Problem details - Where the line containing "If you could mark the dreadlocks" appears, start repeating, and continue exactly through the last line below, adding nothing. Include no pictures.

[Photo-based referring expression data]

+++++

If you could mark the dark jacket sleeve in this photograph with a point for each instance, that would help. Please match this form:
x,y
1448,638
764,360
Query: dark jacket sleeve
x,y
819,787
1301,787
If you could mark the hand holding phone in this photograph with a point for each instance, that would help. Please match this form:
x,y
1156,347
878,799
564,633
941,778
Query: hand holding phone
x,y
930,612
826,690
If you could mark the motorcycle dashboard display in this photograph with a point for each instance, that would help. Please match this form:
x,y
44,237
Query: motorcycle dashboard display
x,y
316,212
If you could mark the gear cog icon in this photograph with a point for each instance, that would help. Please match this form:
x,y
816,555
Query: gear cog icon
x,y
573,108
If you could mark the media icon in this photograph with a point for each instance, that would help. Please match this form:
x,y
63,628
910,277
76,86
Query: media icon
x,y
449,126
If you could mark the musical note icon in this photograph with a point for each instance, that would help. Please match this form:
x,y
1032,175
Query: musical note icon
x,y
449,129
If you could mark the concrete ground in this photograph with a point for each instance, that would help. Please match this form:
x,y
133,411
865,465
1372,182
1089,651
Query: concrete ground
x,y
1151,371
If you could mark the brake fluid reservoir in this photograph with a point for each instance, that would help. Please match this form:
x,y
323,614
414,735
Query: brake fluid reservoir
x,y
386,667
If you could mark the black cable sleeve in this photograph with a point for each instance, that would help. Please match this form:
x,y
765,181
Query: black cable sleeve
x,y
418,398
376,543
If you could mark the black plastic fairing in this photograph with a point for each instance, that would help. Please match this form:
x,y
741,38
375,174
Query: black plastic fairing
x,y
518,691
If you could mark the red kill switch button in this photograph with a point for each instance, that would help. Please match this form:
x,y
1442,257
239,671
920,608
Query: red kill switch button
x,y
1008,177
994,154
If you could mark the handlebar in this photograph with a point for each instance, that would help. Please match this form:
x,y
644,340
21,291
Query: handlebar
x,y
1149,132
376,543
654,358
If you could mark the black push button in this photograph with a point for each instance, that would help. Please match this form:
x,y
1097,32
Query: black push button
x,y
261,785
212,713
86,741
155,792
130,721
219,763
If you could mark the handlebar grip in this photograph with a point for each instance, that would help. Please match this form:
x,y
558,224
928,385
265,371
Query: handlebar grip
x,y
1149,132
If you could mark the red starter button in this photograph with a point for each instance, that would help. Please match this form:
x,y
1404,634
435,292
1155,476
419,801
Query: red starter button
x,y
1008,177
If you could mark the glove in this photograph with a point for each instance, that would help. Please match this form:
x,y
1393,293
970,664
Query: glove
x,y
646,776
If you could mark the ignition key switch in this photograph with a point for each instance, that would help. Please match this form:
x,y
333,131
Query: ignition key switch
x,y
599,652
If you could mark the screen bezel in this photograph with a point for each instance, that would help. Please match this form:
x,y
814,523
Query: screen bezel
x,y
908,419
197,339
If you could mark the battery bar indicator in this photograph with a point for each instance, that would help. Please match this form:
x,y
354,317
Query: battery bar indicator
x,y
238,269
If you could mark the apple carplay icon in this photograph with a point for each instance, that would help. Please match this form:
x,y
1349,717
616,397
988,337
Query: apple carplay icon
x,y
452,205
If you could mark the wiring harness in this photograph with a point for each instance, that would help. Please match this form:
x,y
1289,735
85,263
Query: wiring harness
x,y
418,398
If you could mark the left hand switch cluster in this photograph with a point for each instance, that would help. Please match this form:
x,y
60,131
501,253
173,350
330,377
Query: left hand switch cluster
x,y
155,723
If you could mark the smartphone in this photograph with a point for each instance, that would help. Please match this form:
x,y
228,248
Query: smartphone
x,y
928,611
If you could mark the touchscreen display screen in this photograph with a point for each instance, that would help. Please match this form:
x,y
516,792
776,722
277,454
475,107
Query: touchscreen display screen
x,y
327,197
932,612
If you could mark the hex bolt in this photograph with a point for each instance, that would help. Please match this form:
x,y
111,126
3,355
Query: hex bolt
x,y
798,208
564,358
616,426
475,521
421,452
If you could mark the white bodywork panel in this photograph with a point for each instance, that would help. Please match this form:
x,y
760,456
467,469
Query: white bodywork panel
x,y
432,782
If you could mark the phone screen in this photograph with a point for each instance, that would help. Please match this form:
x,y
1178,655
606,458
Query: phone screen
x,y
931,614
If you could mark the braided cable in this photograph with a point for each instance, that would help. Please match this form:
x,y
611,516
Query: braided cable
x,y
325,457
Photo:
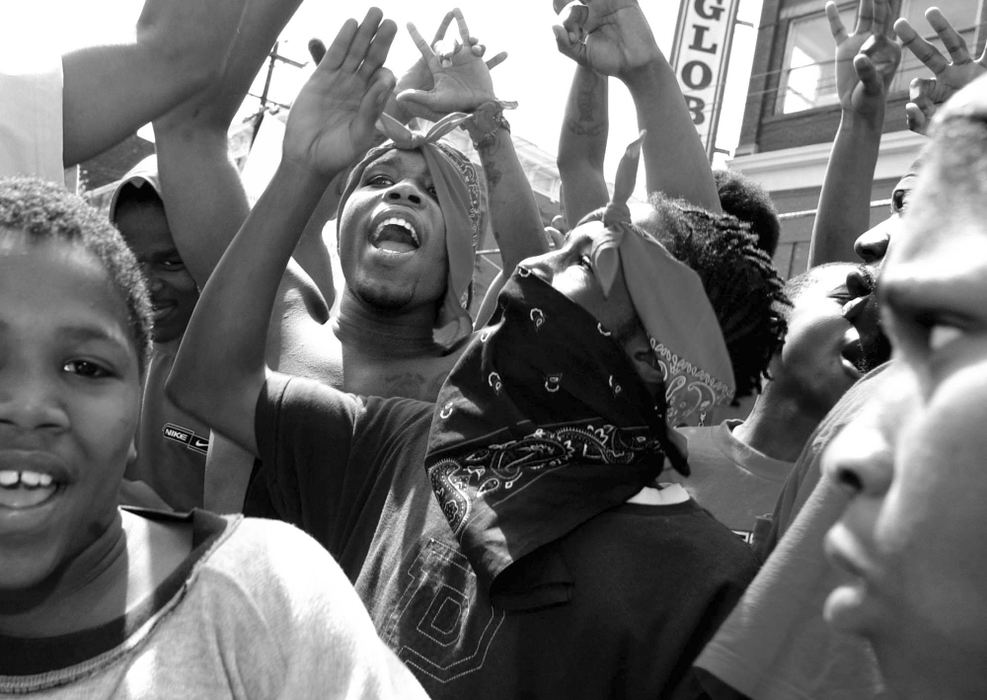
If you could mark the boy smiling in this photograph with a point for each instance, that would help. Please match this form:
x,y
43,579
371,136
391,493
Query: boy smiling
x,y
96,601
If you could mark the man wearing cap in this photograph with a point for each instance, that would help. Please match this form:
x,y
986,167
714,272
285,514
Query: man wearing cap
x,y
508,540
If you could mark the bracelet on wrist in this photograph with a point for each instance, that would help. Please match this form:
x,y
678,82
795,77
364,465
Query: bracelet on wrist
x,y
487,120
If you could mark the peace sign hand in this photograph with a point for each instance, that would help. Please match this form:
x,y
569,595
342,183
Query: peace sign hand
x,y
867,59
457,78
926,94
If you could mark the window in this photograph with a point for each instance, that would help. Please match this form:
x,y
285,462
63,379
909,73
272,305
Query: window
x,y
808,76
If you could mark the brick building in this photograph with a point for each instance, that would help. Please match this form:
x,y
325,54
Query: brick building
x,y
792,111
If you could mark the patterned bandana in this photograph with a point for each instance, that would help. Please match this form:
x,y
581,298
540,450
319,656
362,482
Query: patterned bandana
x,y
533,434
670,302
458,186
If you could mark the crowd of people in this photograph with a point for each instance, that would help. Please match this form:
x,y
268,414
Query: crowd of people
x,y
224,472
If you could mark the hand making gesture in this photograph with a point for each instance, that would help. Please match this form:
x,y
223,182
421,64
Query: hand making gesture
x,y
611,37
926,94
449,77
867,59
332,119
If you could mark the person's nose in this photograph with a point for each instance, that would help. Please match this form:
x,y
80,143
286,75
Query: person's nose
x,y
30,400
860,459
872,245
405,191
540,265
154,283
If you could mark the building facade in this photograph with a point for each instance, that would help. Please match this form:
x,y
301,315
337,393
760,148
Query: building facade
x,y
792,111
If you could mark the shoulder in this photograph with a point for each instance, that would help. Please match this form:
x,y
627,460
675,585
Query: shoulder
x,y
278,572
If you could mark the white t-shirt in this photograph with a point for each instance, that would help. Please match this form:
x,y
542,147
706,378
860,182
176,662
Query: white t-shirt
x,y
31,115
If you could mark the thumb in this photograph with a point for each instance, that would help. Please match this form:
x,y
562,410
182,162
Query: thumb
x,y
316,49
867,73
574,49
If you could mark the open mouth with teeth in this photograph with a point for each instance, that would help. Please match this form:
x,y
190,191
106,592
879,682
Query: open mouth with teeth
x,y
395,235
853,353
25,489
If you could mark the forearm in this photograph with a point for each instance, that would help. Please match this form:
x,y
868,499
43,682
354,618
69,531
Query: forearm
x,y
110,91
583,144
674,158
221,366
844,202
204,198
311,252
514,214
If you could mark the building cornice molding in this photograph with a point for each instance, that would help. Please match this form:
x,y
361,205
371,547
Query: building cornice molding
x,y
805,166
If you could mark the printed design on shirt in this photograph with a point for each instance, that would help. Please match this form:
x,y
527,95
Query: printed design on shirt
x,y
186,436
439,626
496,472
746,536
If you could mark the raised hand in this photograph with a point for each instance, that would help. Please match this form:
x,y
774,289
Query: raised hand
x,y
191,30
611,37
332,119
867,59
926,94
448,77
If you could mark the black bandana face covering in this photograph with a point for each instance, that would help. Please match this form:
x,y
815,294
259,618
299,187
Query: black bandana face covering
x,y
543,424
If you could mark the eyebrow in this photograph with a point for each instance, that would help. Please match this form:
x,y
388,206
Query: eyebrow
x,y
87,333
160,255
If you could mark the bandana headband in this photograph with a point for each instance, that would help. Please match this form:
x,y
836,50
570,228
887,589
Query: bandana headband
x,y
670,302
458,189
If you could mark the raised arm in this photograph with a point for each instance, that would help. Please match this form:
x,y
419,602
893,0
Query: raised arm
x,y
220,369
613,38
204,197
583,144
866,61
926,94
109,91
462,83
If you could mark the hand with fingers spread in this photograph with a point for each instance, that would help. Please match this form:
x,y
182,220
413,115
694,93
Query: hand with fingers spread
x,y
926,94
453,79
611,37
332,119
867,59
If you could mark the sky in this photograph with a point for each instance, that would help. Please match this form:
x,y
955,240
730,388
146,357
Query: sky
x,y
534,74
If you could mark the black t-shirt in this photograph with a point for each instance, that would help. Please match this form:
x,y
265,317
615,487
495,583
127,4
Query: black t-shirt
x,y
619,607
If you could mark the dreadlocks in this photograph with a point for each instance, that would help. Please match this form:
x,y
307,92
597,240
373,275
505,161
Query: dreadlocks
x,y
739,278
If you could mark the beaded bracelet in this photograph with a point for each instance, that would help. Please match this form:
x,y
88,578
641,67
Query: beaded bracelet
x,y
486,121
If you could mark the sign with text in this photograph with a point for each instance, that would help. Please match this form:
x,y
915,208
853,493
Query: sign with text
x,y
703,36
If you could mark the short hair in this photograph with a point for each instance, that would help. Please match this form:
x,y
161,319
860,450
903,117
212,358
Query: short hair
x,y
47,212
133,194
797,285
739,278
954,169
745,199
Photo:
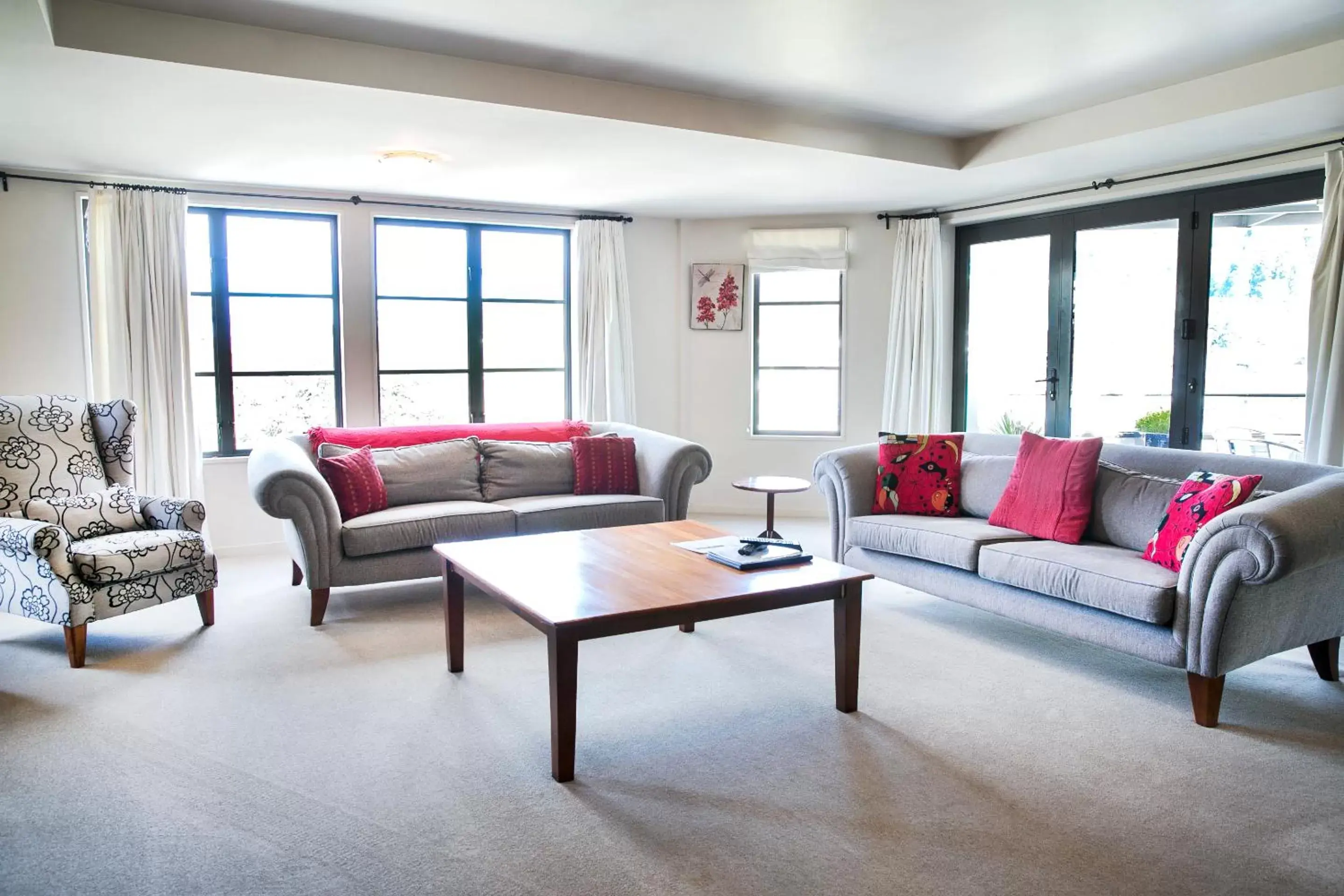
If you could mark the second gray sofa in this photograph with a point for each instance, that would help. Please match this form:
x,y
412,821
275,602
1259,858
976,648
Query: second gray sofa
x,y
521,491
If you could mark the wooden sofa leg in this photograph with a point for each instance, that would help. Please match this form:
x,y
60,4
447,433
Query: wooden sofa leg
x,y
1326,655
1206,695
206,603
320,597
76,644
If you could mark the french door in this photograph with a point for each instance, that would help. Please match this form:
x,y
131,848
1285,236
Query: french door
x,y
1175,320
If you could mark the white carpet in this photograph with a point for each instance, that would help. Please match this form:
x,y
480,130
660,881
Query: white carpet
x,y
266,757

+++++

Task response -
If you could mark the dreadlocks in this photograph with a point for each instance, that would help. Please match this form:
x,y
307,92
597,240
373,275
505,161
Query: dreadlocks
x,y
739,278
If you could mark the beaded bracelet in this photograph with a point for each instance, that would help. Please match this form:
x,y
88,578
641,67
Query: beaded bracelet
x,y
486,121
If you could mark the sign with text in this photograph with a point for each instance, that would help. Please match this form:
x,y
915,208
853,493
Query: sign with text
x,y
703,36
If you could mark the short hair in this photograph with a point for each instance, that would help. Please match this form:
x,y
161,319
860,450
903,117
212,358
Query: short hair
x,y
47,212
133,194
797,285
739,278
954,169
745,199
Photo:
If you could mark the second gray sofa in this photograph with a point for each instance, that would help. Please match this form:
x,y
412,821
275,602
1259,858
976,648
Query: second gray sofa
x,y
521,491
If you could mark the wooden sofa leg in this photograph with a point for each instance, that would help. Please match this form:
x,y
60,4
447,433
Query: wooden sofa leg
x,y
1326,655
1206,695
206,603
320,597
76,644
If you could mark the french door in this photograph with a point for each instance, that would help. Please match this form:
x,y
131,848
1285,236
Query: french door
x,y
1175,320
If you could mark the white carpet in this photograph with a point for each instance, that would help. Please match this form:
x,y
480,130
660,881
Query: white carpet
x,y
266,757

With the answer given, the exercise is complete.